• _Short task_
Reproduce the listing below word for word, starting with its first line and continuing through the line containing "[1363, 615, 1395, 810]", with both of those lines included.

[Start Material provided]

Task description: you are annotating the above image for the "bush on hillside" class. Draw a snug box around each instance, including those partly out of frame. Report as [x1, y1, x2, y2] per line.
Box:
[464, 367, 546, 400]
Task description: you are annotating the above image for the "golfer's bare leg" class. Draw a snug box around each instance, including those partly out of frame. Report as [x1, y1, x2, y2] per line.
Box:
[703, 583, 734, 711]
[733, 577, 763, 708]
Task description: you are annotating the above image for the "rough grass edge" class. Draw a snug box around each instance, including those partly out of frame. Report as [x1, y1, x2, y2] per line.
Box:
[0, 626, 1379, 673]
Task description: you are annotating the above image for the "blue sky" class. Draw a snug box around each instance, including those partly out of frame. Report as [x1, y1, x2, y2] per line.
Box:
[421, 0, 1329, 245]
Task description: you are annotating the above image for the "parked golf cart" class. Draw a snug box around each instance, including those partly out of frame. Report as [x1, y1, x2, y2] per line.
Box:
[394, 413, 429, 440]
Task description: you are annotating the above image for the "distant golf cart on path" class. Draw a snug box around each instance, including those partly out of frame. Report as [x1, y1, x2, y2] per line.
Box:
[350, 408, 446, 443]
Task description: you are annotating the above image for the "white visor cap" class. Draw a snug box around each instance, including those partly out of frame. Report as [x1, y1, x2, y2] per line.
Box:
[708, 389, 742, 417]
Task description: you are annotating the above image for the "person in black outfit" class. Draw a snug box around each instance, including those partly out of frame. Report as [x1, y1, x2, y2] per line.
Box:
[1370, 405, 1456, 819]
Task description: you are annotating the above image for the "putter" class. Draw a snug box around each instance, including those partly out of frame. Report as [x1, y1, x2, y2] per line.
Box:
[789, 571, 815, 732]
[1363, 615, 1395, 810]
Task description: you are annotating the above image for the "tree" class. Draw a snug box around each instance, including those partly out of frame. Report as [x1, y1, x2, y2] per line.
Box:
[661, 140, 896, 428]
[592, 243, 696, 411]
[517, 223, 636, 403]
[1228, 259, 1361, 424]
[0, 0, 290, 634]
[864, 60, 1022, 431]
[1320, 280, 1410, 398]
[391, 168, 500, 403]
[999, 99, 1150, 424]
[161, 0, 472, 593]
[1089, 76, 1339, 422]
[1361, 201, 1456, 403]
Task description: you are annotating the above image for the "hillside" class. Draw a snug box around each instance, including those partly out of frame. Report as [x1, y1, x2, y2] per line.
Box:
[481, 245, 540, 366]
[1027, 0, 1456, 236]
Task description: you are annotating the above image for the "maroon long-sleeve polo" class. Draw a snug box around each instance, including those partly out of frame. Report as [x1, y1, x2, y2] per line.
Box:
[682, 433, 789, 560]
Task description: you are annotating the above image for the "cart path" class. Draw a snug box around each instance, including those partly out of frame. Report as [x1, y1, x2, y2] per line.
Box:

[End Material provided]

• _Result_
Task description: you are annotating the above image for the "bush on hillside" class. Draw a snug box around each instance, including those partly out of frame. Report as [x1, y1, x2, y2] per line.
Box:
[464, 367, 546, 400]
Task description: you are annotating the above image for the "golfer's bare leg" class. Draw a snug box around each instance, including those partly out of frame. Report as [x1, y1, x2, y2] per line.
Box:
[703, 583, 734, 711]
[733, 577, 763, 708]
Task description: you are annotating the above image for the "rough grass edge" class. Draw a snug box around each instance, including those partly out of frame. Report as [x1, y1, x2, y2] per line.
Box:
[0, 626, 1379, 673]
Task description: you are annotating the above image for the "blue sky" class. Draw a snug box around each instance, including those partly out of frame. Report as [x1, y1, x2, y2] per line.
Box:
[421, 0, 1329, 245]
Task description: you are annotating the above image for the "parked golf cart" class. Draw a snug box around each instance, including those partly out of frame. Report as [x1, y1, x2, y2] per line.
Box:
[394, 413, 429, 440]
Task description: you are annotating the above image for the "distant golf cart on path" class. Draw a snug box around each instance, including those partly out of frame. Report as [x1, y1, x2, y2] per line.
Box:
[350, 408, 446, 443]
Task description: you are annotating the above image for the "white visor cap" class. Draw a snug box around each instance, including those partly out of frame. Report as [x1, y1, x2, y2] per line.
Box:
[708, 389, 742, 417]
Task description: you are annotating the above image for the "person in black outfit" class. Draw a snug box around each instance, including those partly out of frame. Report as [x1, y1, x2, y2] per line.
Box:
[1370, 405, 1456, 819]
Task description: you are annotating the above image for the "putter" class. Draw a snug box around each instance, including those partly out of frame. Report as [x1, y1, x2, y2] per line.
Box:
[789, 571, 815, 732]
[1363, 615, 1395, 810]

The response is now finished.